_TASK BRIEF_.
Which lines of the data below contain the word "hair"? Report each of them, treating case as significant.

_RAW DATA_.
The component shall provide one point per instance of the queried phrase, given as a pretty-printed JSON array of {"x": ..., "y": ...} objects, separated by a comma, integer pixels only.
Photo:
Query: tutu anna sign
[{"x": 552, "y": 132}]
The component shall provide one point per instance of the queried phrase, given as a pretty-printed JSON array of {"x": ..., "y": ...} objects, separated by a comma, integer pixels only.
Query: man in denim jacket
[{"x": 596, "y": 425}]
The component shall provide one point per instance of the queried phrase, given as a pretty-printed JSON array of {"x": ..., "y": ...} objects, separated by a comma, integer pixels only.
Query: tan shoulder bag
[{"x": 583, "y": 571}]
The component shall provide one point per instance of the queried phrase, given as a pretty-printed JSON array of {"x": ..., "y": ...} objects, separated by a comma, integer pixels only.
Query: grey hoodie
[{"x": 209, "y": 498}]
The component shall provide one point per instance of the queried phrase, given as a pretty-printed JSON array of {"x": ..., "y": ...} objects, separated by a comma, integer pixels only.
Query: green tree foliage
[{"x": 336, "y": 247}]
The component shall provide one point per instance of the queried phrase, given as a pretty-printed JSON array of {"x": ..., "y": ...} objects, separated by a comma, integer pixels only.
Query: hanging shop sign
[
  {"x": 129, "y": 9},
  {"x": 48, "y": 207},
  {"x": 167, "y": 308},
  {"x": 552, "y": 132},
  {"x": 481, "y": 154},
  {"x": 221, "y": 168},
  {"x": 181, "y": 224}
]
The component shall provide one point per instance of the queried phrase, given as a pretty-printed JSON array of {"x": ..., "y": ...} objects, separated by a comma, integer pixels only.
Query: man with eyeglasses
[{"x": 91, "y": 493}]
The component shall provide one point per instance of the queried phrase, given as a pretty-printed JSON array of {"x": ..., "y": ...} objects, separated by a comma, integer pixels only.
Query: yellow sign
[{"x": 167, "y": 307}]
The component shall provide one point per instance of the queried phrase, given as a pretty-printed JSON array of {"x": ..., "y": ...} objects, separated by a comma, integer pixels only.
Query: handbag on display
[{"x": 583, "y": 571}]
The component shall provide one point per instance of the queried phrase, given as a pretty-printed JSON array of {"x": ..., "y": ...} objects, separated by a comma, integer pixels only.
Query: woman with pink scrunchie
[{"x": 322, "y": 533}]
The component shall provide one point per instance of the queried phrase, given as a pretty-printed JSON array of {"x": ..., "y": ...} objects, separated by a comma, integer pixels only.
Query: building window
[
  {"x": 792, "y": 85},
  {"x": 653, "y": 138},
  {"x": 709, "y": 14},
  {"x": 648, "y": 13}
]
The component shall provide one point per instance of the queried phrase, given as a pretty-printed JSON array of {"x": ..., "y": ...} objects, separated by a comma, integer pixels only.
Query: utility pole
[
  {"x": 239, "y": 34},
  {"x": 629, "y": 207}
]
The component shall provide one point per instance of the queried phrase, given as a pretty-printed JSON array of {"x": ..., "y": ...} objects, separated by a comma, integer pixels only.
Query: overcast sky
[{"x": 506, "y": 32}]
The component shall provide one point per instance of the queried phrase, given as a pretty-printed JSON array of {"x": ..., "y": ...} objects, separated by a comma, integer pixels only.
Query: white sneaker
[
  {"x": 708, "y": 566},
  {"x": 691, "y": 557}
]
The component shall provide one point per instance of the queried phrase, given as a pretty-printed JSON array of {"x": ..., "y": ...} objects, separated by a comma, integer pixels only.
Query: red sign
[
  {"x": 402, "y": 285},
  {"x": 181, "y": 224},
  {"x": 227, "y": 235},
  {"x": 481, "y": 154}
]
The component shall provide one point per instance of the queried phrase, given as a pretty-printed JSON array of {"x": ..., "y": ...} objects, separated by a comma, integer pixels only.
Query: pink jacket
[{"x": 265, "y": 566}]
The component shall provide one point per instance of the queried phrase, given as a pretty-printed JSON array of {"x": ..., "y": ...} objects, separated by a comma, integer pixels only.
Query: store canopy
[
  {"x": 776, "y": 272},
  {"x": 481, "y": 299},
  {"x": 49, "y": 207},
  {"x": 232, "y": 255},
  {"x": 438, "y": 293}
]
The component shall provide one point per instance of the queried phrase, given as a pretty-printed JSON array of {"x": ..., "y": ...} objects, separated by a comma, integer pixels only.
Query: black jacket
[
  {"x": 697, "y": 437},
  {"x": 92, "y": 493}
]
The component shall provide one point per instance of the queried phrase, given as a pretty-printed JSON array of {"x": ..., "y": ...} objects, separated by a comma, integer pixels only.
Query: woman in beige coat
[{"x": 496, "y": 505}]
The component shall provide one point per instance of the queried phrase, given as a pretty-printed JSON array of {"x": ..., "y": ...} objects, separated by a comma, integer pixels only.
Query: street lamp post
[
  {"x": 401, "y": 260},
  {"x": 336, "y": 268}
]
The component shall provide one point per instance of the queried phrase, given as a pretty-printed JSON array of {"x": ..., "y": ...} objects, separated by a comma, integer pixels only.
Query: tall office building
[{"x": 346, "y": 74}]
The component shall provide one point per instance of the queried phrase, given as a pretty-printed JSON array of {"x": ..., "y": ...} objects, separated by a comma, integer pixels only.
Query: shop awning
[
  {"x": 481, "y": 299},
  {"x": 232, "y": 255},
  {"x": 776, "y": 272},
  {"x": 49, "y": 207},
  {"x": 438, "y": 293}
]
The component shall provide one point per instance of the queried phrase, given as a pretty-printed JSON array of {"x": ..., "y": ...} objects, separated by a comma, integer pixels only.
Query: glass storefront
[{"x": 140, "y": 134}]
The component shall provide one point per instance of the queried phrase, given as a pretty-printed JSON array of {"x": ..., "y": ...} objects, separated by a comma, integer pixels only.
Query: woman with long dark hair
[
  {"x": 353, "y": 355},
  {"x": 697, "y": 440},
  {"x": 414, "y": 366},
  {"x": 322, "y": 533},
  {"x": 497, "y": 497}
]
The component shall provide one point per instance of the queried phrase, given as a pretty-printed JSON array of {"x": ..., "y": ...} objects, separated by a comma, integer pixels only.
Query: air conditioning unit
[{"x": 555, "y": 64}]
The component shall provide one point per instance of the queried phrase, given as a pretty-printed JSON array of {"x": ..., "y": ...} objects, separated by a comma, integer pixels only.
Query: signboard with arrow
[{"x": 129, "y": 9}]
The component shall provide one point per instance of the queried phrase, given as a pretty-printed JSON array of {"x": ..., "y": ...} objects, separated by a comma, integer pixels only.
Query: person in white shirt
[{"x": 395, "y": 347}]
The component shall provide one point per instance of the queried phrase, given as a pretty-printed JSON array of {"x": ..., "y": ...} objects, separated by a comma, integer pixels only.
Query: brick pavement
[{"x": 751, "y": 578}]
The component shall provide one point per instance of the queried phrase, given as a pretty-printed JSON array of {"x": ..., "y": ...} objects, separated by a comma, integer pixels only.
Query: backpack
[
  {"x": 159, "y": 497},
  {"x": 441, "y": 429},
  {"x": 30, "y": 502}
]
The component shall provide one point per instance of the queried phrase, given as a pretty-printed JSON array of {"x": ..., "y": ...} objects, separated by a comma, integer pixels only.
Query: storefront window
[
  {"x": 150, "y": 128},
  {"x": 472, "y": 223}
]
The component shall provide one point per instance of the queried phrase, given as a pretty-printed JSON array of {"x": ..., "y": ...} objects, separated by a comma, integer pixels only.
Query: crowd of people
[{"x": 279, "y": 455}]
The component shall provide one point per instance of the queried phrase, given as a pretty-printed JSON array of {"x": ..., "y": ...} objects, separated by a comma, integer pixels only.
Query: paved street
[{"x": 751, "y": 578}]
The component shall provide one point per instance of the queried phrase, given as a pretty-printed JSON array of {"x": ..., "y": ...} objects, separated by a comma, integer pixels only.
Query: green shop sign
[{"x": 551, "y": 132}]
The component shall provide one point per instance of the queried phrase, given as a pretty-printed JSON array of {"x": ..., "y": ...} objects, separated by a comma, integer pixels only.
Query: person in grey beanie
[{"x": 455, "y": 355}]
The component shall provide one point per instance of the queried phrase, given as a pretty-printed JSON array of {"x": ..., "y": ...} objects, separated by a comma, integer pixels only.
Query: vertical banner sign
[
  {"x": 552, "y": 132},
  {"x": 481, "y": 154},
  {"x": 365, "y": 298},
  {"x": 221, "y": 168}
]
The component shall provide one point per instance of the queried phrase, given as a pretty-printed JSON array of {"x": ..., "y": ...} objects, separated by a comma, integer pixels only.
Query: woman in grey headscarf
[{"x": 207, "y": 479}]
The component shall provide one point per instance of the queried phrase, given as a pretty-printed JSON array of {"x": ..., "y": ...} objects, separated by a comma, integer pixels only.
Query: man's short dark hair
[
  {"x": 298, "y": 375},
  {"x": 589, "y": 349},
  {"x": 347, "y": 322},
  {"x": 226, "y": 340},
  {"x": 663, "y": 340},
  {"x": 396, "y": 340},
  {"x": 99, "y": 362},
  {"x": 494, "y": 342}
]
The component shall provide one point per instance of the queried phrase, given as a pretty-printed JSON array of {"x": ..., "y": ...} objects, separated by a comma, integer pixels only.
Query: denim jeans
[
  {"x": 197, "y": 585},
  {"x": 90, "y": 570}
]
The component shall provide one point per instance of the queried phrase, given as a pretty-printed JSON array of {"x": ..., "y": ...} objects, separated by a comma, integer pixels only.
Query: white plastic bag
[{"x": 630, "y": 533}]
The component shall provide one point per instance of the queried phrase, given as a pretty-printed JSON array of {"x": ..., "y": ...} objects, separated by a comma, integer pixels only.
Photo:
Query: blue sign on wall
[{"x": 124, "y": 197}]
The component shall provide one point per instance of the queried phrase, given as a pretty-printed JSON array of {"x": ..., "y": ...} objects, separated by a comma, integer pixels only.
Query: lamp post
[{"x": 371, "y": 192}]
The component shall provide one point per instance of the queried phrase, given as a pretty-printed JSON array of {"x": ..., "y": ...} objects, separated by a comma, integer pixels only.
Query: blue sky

_WORKED SOLUTION_.
Query: woman with long dark hair
Query: man's short dark hair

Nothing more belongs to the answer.